Rows from a dataset —
--------

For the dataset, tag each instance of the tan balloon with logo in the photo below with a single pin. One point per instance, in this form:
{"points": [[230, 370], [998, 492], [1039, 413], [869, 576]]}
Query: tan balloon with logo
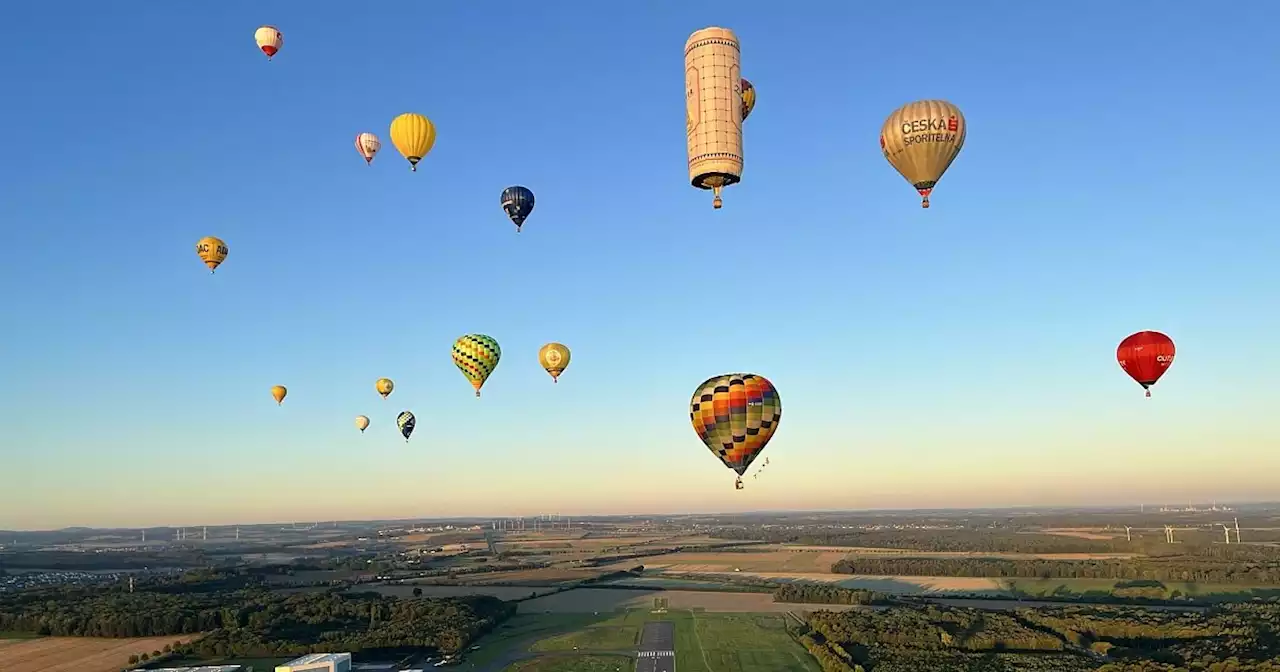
{"points": [[920, 140], [554, 359]]}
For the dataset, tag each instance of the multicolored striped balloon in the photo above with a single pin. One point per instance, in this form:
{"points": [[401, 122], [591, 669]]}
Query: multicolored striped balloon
{"points": [[736, 415], [476, 356]]}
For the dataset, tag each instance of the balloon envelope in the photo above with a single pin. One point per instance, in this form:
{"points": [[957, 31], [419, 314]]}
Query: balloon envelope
{"points": [[554, 359], [519, 204], [735, 415], [414, 136], [384, 387], [476, 356], [1146, 356], [269, 40], [920, 140], [213, 251], [406, 423]]}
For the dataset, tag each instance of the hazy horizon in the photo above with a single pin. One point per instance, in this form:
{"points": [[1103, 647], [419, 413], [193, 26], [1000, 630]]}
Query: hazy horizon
{"points": [[959, 356]]}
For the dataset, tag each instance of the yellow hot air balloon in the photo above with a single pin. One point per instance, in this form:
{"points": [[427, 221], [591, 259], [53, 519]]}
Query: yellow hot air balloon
{"points": [[414, 136], [920, 140], [384, 387], [554, 359], [269, 40], [213, 251]]}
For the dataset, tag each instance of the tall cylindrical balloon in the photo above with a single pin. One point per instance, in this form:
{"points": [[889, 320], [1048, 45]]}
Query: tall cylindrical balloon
{"points": [[713, 109]]}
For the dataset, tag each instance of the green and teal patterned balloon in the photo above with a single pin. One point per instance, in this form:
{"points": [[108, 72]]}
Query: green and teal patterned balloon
{"points": [[476, 356]]}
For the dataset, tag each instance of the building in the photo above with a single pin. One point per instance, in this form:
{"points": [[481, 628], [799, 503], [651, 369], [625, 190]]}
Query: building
{"points": [[202, 668], [318, 662]]}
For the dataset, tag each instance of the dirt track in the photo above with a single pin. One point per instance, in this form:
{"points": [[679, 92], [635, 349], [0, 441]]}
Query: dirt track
{"points": [[77, 654]]}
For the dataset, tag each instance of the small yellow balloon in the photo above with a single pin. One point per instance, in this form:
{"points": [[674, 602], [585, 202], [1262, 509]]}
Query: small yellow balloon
{"points": [[213, 251], [414, 136], [554, 359], [384, 387]]}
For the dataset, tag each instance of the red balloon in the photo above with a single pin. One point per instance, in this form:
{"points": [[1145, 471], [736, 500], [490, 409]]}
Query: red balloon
{"points": [[1146, 356]]}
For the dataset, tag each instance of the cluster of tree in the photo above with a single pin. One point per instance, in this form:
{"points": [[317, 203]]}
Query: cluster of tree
{"points": [[1171, 568], [827, 594], [1234, 638], [254, 621]]}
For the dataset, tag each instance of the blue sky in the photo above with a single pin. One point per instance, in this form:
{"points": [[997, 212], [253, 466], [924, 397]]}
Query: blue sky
{"points": [[1114, 179]]}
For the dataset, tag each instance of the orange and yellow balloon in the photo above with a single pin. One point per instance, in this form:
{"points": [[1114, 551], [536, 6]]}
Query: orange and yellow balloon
{"points": [[213, 251]]}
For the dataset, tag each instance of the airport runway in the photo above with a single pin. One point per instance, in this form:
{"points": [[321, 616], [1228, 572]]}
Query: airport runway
{"points": [[657, 648]]}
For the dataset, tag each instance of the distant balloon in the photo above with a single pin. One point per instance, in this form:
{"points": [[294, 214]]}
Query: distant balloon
{"points": [[414, 136], [554, 359], [213, 251], [1146, 356], [476, 356], [735, 415], [406, 423], [384, 387], [920, 140], [269, 40], [519, 202], [368, 146]]}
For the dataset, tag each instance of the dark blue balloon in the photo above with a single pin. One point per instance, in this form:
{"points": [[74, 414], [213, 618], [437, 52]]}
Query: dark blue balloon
{"points": [[519, 202]]}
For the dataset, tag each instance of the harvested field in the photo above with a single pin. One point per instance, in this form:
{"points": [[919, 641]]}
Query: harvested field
{"points": [[78, 654], [603, 599], [536, 577]]}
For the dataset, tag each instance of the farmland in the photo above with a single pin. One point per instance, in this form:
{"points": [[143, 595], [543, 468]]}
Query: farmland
{"points": [[77, 654]]}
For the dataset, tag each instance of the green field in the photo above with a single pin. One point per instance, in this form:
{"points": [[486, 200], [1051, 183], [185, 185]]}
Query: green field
{"points": [[574, 663], [704, 643]]}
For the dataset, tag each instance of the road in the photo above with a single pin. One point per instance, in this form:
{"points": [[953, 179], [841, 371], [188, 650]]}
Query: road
{"points": [[657, 648]]}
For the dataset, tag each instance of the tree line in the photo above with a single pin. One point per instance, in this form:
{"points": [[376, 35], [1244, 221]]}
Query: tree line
{"points": [[252, 621], [1175, 568]]}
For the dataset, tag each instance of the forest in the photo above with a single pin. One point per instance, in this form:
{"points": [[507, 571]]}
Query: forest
{"points": [[1165, 568], [242, 617], [1243, 638]]}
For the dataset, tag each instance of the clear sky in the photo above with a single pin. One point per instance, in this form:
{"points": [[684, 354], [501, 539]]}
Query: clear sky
{"points": [[1115, 178]]}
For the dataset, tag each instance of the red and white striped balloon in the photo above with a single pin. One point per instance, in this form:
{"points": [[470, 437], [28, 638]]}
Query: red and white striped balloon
{"points": [[368, 146]]}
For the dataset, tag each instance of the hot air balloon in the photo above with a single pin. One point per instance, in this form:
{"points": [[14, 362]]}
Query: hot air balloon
{"points": [[1146, 356], [713, 122], [406, 421], [554, 359], [748, 99], [213, 251], [414, 136], [519, 202], [920, 140], [476, 356], [384, 387], [736, 415], [269, 40], [368, 146]]}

--------

Your objective — In the entries from the line containing "For the dataset, tag each instance of the forest" through the last line of the entries, inclusive, switch "pin" to "marker" and write out those lines again with everything else unchanged.

Response to the task —
For the dataset, tag each instance of the forest in the photo above with a single marker. One point per instance, in this form:
{"points": [[507, 571]]}
Query: forest
{"points": [[1165, 568], [242, 617], [1243, 638]]}
For the dataset, tag each instance of the clear sky in the photo above with a single marker. One point per instance, in this form:
{"points": [[684, 354], [501, 539]]}
Query: clear sky
{"points": [[1115, 178]]}
For the dataset, tag each instance of the red and white striped balloon in the photo above with a single marker. One point per instance, in this form:
{"points": [[470, 437], [28, 638]]}
Query: red and white striped balloon
{"points": [[368, 146]]}
For the dataset, tag each instance of the hot air balloon in the photo above with a single marker. One point per instance, in this form:
{"points": [[14, 362]]}
Query: hot air balloon
{"points": [[1146, 356], [713, 122], [406, 421], [554, 359], [748, 99], [213, 251], [414, 136], [519, 202], [920, 140], [476, 356], [384, 387], [736, 415], [269, 40], [368, 146]]}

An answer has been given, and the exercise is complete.